» **Do this**
Rewrite the stretch from the line containing "bird's black head -> outlines, every instance" through the line containing "90), (167, 91)]", replacing "outlines" with "contours" and leaving everything else untouched.

Data items:

= = = = =

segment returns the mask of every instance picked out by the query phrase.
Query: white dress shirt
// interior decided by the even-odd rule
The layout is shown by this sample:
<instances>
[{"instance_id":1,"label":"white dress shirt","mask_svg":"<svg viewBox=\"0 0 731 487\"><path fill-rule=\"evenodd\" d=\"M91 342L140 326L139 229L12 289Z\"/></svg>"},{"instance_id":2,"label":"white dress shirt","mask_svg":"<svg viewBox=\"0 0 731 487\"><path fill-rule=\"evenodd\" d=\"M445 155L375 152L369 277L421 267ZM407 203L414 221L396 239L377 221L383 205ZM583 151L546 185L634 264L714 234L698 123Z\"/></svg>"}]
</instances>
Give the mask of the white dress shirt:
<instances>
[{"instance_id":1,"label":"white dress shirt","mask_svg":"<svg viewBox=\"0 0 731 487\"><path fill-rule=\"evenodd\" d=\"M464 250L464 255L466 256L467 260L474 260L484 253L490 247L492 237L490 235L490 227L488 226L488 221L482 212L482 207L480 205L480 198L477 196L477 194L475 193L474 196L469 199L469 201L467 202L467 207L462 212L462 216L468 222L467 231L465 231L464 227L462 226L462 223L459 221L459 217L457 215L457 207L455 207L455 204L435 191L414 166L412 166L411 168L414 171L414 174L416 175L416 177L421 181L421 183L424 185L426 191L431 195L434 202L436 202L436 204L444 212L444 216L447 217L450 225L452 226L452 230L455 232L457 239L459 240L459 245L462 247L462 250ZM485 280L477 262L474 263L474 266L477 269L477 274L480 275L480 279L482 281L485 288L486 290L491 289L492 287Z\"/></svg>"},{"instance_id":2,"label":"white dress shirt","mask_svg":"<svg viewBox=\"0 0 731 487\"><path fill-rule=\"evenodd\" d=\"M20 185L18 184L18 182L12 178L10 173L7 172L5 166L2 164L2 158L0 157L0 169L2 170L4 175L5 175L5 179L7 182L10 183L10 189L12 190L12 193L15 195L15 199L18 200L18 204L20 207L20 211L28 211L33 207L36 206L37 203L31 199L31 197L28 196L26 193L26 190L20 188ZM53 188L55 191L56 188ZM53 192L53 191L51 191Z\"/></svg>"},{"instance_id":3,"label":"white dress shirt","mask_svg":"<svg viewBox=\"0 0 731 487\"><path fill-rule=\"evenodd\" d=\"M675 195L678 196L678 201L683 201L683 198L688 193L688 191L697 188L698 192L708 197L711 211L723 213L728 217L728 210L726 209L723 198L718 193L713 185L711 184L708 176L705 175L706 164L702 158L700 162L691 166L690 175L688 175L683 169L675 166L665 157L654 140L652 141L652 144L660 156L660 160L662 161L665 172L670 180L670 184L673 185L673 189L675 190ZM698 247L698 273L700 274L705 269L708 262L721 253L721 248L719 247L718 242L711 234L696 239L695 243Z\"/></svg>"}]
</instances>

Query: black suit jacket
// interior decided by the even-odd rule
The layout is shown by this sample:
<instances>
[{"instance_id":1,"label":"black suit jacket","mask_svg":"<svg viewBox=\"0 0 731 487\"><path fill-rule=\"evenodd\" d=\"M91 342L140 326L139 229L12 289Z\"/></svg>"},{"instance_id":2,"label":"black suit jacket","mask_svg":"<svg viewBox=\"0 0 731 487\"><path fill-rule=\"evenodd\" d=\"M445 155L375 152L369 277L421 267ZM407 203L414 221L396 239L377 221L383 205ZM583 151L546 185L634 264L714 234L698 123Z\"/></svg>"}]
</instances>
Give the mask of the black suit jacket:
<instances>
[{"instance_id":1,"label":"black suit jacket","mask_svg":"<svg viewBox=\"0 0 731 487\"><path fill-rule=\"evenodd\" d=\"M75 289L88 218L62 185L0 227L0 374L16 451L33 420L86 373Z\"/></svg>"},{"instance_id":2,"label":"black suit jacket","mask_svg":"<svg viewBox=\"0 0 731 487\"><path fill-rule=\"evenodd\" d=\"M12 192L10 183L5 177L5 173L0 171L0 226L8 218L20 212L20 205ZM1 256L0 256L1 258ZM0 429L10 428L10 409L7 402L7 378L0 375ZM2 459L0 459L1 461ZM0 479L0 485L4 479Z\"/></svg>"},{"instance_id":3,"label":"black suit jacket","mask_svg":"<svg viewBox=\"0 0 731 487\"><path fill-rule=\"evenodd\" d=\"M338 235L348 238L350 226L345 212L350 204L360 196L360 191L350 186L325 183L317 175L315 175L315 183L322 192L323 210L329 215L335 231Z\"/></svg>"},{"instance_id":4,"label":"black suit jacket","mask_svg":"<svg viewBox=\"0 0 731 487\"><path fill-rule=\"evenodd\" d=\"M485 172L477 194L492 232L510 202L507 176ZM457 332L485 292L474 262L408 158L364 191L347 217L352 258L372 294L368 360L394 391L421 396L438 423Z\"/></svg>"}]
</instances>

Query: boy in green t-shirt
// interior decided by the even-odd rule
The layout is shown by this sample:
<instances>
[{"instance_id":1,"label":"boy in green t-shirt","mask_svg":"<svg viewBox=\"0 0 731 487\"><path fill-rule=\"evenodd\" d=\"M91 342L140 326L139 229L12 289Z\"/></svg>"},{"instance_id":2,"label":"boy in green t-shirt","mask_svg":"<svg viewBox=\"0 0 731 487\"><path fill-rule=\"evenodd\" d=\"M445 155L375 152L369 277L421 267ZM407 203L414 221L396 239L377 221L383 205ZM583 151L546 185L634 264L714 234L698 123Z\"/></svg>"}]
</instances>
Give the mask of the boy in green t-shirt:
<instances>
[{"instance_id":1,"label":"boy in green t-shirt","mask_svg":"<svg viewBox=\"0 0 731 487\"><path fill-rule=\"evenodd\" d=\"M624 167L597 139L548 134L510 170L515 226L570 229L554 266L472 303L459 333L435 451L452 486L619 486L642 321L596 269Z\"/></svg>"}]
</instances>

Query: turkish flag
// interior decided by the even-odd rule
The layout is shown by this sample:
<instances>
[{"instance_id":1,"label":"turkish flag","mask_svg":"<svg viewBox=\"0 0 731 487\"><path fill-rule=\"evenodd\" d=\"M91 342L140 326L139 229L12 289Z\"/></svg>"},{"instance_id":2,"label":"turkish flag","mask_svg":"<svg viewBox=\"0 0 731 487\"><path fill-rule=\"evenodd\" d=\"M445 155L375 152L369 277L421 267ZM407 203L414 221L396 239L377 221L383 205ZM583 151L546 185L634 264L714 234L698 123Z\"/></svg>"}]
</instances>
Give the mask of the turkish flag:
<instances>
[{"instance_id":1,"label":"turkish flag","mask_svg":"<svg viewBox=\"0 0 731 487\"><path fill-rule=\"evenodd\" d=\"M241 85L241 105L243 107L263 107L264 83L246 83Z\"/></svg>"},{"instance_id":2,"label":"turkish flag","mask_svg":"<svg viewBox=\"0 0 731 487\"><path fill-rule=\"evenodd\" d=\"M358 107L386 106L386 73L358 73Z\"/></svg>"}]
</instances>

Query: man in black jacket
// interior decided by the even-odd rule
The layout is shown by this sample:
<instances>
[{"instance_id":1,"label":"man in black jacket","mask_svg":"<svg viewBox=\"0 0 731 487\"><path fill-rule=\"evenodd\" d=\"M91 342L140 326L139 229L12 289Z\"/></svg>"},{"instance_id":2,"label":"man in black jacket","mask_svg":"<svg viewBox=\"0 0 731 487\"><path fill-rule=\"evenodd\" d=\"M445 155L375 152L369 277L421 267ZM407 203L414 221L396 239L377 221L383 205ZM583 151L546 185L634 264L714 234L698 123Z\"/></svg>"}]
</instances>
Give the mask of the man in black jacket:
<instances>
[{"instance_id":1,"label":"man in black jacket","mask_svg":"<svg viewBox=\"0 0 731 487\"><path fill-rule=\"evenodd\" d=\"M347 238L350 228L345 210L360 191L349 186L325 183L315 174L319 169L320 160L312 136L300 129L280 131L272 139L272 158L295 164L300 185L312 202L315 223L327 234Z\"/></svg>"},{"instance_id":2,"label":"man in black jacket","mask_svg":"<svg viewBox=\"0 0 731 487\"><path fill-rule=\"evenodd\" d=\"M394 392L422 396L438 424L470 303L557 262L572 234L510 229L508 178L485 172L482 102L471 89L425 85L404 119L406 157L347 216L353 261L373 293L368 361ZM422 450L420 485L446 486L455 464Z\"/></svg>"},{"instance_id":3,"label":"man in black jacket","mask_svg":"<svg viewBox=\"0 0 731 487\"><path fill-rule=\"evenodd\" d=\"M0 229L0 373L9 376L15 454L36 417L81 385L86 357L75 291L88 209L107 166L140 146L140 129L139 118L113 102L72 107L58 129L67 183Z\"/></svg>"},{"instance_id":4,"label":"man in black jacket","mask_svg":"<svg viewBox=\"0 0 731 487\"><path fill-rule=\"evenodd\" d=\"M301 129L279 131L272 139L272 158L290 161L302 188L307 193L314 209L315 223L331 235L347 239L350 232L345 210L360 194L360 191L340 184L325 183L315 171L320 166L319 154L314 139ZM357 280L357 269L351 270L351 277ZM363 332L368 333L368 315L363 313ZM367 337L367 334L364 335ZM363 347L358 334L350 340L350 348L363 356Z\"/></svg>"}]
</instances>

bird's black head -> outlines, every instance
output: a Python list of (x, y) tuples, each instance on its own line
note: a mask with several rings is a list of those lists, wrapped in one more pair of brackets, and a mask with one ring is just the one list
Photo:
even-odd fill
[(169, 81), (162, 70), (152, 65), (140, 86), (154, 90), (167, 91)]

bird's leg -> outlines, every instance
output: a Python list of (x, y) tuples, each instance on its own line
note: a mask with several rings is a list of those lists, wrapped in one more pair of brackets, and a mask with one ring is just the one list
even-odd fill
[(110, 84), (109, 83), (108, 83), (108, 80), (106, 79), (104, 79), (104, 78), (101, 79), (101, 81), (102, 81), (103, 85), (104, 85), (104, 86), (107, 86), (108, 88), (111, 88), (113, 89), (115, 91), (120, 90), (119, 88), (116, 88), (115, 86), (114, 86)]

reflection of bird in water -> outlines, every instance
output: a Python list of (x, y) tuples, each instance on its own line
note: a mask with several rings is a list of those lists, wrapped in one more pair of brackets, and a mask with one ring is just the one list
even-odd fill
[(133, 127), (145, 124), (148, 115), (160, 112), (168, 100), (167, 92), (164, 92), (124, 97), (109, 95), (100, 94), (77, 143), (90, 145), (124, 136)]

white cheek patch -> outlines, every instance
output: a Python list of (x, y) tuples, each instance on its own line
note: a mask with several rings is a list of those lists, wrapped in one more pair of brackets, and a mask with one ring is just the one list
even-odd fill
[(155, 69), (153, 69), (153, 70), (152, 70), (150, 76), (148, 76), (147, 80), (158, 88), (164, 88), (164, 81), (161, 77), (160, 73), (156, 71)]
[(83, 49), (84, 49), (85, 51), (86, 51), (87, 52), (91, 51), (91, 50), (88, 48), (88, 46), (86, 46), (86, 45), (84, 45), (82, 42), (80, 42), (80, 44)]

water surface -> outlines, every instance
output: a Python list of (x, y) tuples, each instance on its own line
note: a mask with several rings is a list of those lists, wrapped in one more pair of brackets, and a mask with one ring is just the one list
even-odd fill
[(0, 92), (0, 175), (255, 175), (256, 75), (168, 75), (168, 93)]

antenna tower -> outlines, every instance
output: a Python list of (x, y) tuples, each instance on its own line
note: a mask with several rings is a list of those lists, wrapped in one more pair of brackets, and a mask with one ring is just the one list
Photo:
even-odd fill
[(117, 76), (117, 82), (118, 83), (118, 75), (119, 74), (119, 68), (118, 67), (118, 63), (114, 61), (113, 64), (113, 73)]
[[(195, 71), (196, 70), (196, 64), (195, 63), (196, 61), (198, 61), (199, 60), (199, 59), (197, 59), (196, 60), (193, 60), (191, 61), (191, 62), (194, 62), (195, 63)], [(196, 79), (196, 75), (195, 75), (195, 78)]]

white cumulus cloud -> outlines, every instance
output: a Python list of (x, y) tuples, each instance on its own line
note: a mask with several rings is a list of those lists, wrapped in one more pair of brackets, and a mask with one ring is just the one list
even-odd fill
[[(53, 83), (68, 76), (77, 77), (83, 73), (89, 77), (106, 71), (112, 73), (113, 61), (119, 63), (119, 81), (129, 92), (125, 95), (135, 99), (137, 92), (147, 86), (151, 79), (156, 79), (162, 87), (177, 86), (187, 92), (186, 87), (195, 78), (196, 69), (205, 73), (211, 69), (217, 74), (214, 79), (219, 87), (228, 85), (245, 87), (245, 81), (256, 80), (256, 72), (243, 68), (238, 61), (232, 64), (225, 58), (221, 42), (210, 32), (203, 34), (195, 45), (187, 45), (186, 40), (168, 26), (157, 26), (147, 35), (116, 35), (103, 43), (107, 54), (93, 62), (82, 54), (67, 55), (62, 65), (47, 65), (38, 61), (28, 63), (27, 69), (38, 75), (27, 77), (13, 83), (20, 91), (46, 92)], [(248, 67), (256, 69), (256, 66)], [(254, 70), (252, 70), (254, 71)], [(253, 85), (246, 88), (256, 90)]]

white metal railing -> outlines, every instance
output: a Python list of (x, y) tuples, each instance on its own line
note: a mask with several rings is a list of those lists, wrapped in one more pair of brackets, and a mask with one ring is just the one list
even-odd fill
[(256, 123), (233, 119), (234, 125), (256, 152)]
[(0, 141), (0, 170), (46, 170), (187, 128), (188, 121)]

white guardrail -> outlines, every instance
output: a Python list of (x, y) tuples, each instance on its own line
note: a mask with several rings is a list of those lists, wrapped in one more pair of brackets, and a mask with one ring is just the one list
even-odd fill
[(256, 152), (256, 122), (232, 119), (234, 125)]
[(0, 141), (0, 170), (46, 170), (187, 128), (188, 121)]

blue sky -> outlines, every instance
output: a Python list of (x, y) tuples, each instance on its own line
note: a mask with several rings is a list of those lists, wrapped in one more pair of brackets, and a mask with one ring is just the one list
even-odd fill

= = = = =

» **Exercise solution**
bird's black head -> contours, every instance
output: a Python list of (x, y) tuples, each instance on its own line
note: a mask with several rings is a list of those lists, wrapped in one more pair of brackets, and a mask with one ring is just the one list
Photo:
even-odd fill
[(169, 81), (162, 70), (152, 65), (140, 86), (154, 90), (167, 91)]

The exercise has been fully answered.